Task statement – Nothing but the lines below from the one containing "Where can the ceiling" through the one containing "Target: ceiling light fixture" should appear in the answer, exact and without pictures.

Dataset records –
_ _ _ _

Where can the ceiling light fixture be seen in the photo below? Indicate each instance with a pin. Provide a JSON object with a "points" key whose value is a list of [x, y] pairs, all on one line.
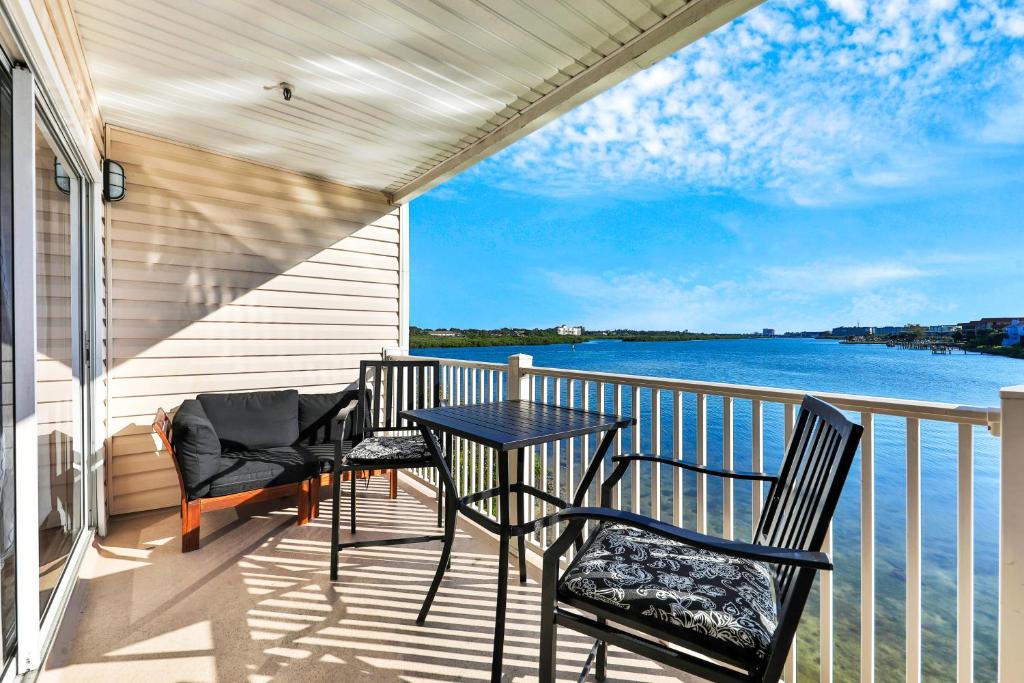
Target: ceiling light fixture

_ _ _ _

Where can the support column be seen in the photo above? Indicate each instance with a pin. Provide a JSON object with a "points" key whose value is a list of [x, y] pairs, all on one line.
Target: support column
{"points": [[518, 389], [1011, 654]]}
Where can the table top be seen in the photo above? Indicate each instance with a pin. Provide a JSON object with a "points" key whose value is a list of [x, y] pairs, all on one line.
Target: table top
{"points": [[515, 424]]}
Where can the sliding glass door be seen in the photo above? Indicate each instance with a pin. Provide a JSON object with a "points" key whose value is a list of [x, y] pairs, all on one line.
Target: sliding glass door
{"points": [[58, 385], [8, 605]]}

_ _ _ _

Written answer –
Where can the ceiling light fixture be seen in the photo below? Indicate each instance with a pin. Provide a JSON object with a "points" key whose value is a list of [x, y] pairs, all on one line.
Target: ceiling light fixture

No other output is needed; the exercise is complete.